- [Selected extract]
=== Section Start ===

Gypsum dumping in the Mississippi barred
| Baton Rouge, La.
Rejecting a plan announced last year by the US Environmental Protection Agency (EPA), Louisiana has refused to allow the dumping of radioactive gypsum into the Mississippi River. Martha Madden, secretary-director of Louisiana's Department of Environmental Quality (DEQ) announced last week that she would not permit four fertilizer plants to dump the waste gypsum into the river, despite the EPA's approval, because of the ``danger to human health and the environment.'' Her announcement came after the final meeting of a special task force that has been trying to arrive at a compromise solution for the waste since September.
The environmentalists and fertilizer company representatives who made up the task force were deadlocked in disagreement on the probable effects of the gypsum dumping. The environmentalists, along with the New Orleans Sewage and Water Board, said that the gypsum, containing radioactive uranium and radium, was potentially dangerous to some water supplies in the area.

=== Section End ===

- [Task instructions]
Answer these from the article on gypsum dumping in the Mississippi:
(a) Who is secretary-director of Louisiana's Department of Environmental Quality?
(b) How many fertilizer plants were refused permission to dump the waste gypsum into the river?
(c) Which board joined the environmentalists in calling the gypsum potentially dangerous to water supplies?

- [Excerpted data]
=== Section Start ===

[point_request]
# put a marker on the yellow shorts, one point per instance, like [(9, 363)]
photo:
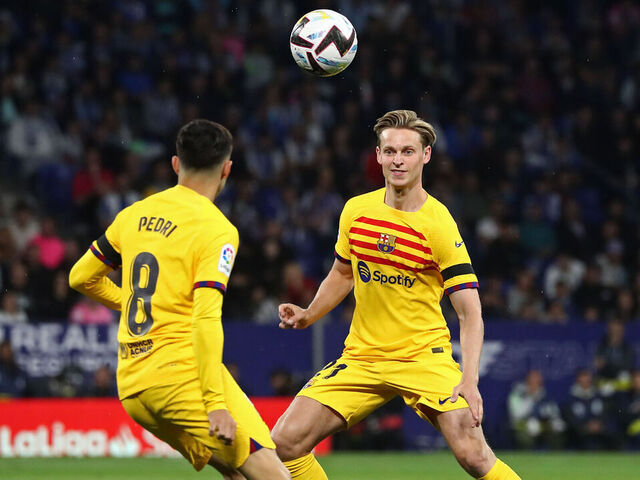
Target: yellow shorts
[(354, 387), (176, 414)]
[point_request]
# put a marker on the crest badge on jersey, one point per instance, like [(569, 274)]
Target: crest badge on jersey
[(386, 243)]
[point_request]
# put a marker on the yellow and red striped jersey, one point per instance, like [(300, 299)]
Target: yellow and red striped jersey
[(402, 264), (168, 245)]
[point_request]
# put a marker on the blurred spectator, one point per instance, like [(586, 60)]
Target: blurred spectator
[(23, 226), (116, 199), (524, 295), (13, 381), (614, 360), (50, 245), (69, 383), (32, 140), (535, 418), (630, 406), (11, 313), (87, 311), (493, 298), (537, 236), (57, 300), (591, 297), (613, 274), (564, 269), (89, 184), (589, 426), (23, 286)]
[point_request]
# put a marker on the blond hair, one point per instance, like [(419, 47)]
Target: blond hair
[(406, 119)]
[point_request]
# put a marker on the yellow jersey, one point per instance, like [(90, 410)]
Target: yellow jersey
[(403, 263), (168, 245)]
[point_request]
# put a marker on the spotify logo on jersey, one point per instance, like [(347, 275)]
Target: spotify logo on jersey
[(364, 272), (383, 279)]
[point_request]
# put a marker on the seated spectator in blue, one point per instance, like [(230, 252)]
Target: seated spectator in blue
[(614, 360), (630, 407), (13, 382), (589, 426), (535, 418)]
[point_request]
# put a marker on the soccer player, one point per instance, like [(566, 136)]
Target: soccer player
[(176, 250), (401, 250)]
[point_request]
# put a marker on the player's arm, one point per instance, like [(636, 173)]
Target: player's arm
[(208, 340), (333, 289), (89, 274), (467, 305)]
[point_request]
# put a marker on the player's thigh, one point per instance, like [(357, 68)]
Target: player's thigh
[(352, 388), (303, 425), (338, 396), (245, 414), (180, 405), (427, 384)]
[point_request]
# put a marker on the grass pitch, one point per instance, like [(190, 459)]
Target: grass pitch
[(339, 466)]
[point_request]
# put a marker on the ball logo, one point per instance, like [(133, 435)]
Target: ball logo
[(364, 272), (225, 263), (227, 254)]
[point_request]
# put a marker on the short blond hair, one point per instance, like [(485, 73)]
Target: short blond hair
[(406, 119)]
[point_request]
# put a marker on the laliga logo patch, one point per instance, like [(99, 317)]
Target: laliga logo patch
[(225, 264), (386, 243), (364, 272)]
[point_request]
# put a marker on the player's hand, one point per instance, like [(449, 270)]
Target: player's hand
[(222, 425), (292, 316), (468, 390)]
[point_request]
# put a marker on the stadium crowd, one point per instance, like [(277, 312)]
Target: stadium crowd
[(536, 106)]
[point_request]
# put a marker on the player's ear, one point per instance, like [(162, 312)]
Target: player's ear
[(427, 154), (175, 163), (226, 169)]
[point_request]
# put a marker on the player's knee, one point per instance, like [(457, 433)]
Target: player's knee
[(288, 446), (475, 459)]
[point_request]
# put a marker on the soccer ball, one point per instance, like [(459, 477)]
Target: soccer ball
[(323, 42)]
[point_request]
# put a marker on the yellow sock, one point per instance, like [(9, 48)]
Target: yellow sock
[(500, 471), (306, 468)]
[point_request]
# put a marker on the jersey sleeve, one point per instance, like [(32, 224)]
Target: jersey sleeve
[(342, 248), (107, 247), (215, 260), (451, 254)]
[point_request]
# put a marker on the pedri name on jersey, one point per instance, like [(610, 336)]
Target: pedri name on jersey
[(156, 224)]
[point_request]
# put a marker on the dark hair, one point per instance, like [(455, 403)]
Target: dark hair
[(203, 144)]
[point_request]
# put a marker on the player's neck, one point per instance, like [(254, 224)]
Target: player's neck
[(408, 199), (201, 183)]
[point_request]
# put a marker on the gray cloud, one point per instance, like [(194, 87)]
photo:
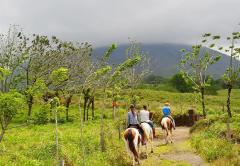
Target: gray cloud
[(104, 21)]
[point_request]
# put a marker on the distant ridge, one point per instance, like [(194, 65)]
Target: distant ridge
[(164, 58)]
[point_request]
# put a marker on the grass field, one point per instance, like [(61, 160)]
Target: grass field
[(29, 144)]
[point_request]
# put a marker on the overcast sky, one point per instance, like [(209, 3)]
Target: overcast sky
[(102, 22)]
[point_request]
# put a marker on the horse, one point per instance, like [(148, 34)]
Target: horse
[(167, 125), (148, 134), (132, 139)]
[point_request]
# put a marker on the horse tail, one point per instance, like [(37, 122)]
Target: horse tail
[(129, 136)]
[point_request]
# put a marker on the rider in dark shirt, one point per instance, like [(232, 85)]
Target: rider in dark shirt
[(167, 112)]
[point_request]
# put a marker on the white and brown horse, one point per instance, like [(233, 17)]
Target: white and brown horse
[(167, 126), (132, 139), (148, 135)]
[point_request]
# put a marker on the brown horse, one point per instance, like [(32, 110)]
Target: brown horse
[(167, 125), (132, 139)]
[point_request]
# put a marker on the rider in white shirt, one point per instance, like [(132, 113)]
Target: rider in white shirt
[(144, 117)]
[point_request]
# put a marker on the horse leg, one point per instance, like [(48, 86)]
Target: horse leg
[(166, 136), (146, 149), (151, 146), (151, 142)]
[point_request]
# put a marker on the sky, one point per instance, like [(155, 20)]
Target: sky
[(102, 22)]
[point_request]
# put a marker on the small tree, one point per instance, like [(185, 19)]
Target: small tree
[(194, 66), (232, 73), (10, 104)]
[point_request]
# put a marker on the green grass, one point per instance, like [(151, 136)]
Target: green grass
[(35, 144)]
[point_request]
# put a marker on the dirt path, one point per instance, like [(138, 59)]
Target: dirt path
[(179, 153)]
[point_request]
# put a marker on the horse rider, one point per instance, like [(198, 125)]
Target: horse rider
[(145, 117), (167, 112), (132, 120)]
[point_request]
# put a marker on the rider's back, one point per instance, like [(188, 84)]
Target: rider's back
[(144, 116), (166, 111)]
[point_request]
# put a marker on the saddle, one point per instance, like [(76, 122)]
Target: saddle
[(150, 124)]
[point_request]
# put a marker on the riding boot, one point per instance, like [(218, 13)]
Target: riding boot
[(154, 134), (143, 140)]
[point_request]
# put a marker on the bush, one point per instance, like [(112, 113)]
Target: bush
[(41, 117), (212, 148)]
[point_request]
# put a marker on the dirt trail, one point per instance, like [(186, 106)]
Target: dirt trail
[(179, 153)]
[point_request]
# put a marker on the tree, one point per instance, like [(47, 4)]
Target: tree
[(12, 52), (232, 72), (10, 104), (194, 66), (181, 83)]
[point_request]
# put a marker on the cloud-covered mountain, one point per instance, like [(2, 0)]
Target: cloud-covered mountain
[(164, 58)]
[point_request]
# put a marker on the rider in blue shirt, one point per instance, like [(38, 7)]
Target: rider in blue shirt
[(167, 112)]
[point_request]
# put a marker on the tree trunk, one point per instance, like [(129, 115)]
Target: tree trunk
[(81, 130), (1, 135), (30, 103), (68, 101), (102, 141), (92, 108), (56, 134), (203, 102), (114, 111), (229, 101)]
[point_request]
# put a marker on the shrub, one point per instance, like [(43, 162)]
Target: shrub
[(41, 117), (212, 148)]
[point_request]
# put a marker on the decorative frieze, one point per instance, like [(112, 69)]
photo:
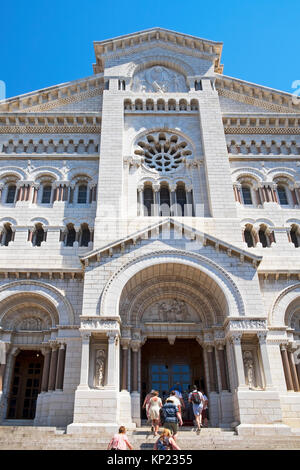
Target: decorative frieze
[(246, 324)]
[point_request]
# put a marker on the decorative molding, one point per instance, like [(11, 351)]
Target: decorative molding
[(246, 324), (242, 97)]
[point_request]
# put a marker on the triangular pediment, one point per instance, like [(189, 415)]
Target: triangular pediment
[(152, 231), (184, 43), (59, 97), (251, 95)]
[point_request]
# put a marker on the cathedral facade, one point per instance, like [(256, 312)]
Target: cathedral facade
[(150, 233)]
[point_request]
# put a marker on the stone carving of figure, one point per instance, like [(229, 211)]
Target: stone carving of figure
[(173, 310), (249, 369), (159, 79), (31, 324), (100, 368)]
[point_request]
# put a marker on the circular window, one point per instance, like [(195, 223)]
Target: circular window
[(163, 151)]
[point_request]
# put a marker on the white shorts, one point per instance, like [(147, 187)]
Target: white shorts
[(197, 409)]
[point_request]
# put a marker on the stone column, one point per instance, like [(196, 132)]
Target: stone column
[(135, 396), (293, 371), (206, 370), (112, 371), (217, 165), (189, 200), (222, 366), (60, 367), (53, 368), (3, 351), (262, 336), (173, 211), (286, 367), (135, 370), (141, 210), (46, 369), (125, 345), (210, 360), (156, 189), (85, 353), (237, 347)]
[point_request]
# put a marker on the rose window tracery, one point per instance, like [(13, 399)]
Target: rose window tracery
[(164, 152)]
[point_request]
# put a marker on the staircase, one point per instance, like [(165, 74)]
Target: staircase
[(16, 437)]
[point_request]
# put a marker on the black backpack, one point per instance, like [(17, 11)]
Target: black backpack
[(163, 444), (196, 398)]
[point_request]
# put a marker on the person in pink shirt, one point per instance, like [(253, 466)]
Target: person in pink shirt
[(120, 441)]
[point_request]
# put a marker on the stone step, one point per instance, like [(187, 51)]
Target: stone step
[(51, 438)]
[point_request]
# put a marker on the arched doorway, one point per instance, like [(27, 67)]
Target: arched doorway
[(173, 329), (165, 365), (25, 385)]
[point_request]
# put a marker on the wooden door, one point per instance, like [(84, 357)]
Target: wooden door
[(25, 385)]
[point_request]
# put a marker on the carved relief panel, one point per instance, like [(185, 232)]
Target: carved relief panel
[(98, 364), (160, 80), (252, 367), (169, 310)]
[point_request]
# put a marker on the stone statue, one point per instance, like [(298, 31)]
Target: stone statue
[(159, 79), (172, 310), (249, 369), (100, 367)]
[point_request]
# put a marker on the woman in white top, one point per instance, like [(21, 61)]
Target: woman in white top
[(155, 405)]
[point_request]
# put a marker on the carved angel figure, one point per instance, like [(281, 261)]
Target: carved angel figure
[(100, 368), (249, 369)]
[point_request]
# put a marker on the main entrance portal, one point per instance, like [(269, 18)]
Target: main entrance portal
[(165, 365), (25, 385)]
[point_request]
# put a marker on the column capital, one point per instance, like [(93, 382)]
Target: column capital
[(262, 336), (236, 338), (135, 345), (125, 343), (112, 336)]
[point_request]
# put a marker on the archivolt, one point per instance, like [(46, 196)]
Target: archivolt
[(234, 305), (282, 310), (51, 298)]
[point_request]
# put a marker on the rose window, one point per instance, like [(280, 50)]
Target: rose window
[(164, 152)]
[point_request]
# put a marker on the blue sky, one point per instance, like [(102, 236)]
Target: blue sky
[(44, 43)]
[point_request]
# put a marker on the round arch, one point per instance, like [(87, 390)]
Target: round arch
[(284, 306), (226, 291), (43, 295)]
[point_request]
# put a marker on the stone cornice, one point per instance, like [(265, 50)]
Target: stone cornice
[(279, 273), (56, 123), (256, 95), (200, 237), (55, 96), (25, 274), (128, 43)]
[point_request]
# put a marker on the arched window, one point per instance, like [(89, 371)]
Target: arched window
[(70, 236), (164, 194), (46, 196), (246, 194), (82, 194), (282, 196), (7, 235), (11, 194), (182, 105), (181, 199), (85, 235), (266, 237), (39, 235), (295, 235), (148, 201)]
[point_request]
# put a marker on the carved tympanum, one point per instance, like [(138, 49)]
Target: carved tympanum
[(100, 367), (159, 79)]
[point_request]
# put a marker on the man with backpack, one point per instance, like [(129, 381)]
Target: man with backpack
[(197, 400), (170, 417)]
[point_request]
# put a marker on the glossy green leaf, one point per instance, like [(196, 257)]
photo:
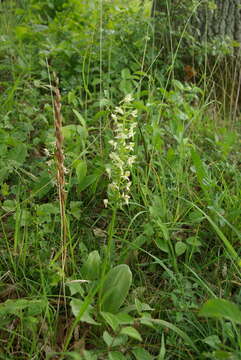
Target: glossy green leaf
[(76, 306), (131, 332), (116, 355), (81, 170), (91, 268), (116, 288), (141, 354), (180, 248), (221, 308), (111, 319)]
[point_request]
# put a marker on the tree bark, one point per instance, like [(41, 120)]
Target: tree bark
[(212, 19), (222, 20)]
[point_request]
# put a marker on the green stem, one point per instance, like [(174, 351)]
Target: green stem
[(108, 252)]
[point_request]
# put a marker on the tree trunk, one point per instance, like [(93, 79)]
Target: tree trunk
[(212, 19), (222, 20)]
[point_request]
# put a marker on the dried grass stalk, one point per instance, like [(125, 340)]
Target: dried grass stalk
[(59, 155)]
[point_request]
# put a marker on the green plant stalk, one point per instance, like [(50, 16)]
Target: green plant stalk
[(108, 252)]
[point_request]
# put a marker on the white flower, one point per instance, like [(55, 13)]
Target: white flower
[(126, 198), (134, 113), (114, 117), (105, 201), (130, 146), (128, 98), (131, 160), (46, 152), (119, 110), (108, 170), (113, 143)]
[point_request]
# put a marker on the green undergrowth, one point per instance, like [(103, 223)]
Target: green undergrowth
[(152, 192)]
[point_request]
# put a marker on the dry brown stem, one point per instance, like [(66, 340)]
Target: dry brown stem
[(59, 154)]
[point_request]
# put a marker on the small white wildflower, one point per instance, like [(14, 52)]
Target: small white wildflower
[(46, 152), (130, 146), (113, 143), (113, 186), (131, 160), (126, 198), (122, 136), (114, 117), (128, 98), (119, 110), (117, 160), (128, 185), (108, 170), (126, 175), (105, 201)]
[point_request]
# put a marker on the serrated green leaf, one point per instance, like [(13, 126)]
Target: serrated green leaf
[(221, 308), (131, 332)]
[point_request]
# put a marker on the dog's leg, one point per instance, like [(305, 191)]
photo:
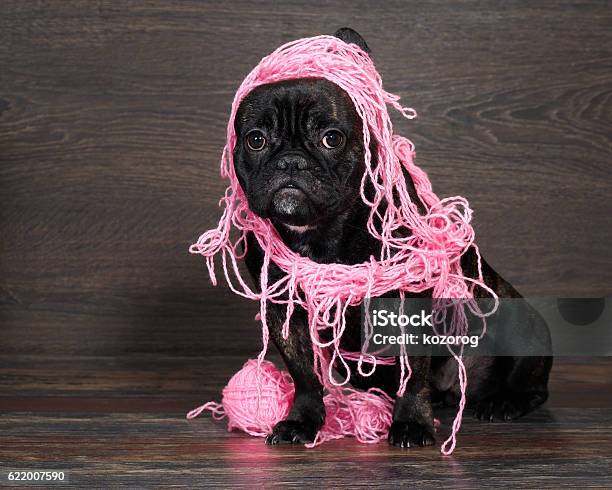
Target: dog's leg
[(412, 415), (308, 412), (524, 389)]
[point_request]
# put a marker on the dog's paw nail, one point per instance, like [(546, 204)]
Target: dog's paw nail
[(410, 434)]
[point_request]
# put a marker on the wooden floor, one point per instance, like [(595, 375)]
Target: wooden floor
[(110, 421)]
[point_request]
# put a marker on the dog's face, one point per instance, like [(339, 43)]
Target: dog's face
[(299, 151)]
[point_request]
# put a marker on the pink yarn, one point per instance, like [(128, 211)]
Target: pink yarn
[(428, 258), (255, 399)]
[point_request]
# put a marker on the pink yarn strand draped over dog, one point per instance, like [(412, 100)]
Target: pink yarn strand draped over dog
[(426, 258)]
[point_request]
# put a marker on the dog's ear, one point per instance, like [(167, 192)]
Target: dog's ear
[(349, 35)]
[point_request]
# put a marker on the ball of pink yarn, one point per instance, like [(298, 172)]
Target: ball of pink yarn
[(255, 402)]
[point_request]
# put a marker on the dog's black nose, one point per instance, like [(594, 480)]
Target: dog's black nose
[(292, 163)]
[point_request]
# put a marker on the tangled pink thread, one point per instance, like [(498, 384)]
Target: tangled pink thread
[(426, 258)]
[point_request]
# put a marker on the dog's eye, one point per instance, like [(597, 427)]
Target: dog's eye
[(256, 140), (332, 139)]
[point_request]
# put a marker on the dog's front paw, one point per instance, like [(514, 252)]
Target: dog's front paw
[(410, 434), (507, 406), (293, 432)]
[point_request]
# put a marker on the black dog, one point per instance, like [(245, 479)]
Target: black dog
[(299, 159)]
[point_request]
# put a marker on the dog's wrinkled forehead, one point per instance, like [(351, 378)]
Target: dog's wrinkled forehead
[(291, 105)]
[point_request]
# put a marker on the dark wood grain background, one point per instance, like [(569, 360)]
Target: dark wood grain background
[(112, 120)]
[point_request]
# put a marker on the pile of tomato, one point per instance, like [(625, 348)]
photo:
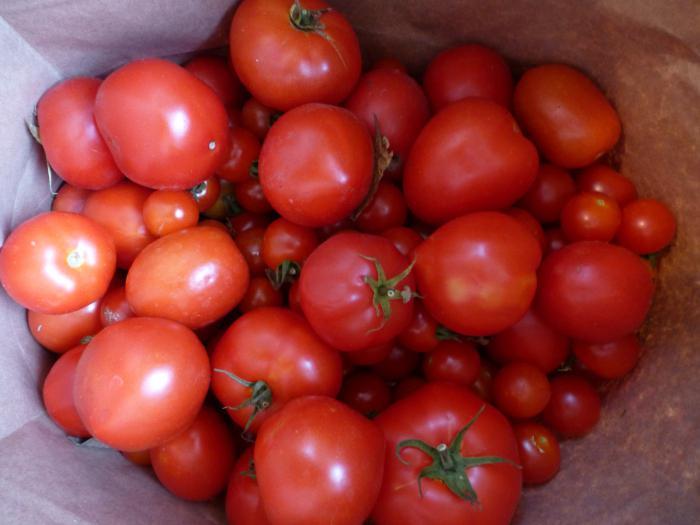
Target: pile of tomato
[(344, 295)]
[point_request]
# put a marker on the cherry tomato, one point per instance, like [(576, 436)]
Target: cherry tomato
[(57, 262)]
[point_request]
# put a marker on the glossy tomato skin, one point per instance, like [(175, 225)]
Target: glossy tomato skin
[(477, 273), (566, 114), (284, 66), (469, 157), (193, 276), (129, 383), (57, 262), (316, 164), (435, 414), (334, 456), (339, 303), (182, 133), (278, 347), (594, 291), (196, 464), (73, 146)]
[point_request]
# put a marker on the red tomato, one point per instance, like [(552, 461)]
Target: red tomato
[(72, 144), (276, 357), (141, 382), (449, 428), (182, 132), (467, 71), (288, 54), (469, 157), (57, 263), (318, 458), (357, 290), (316, 164), (194, 276), (594, 291), (566, 115), (477, 273), (58, 393), (196, 464)]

=== Section End ===

- [Solution]
(a) Martha Madden
(b) Four
(c) The New Orleans Sewage and Water Board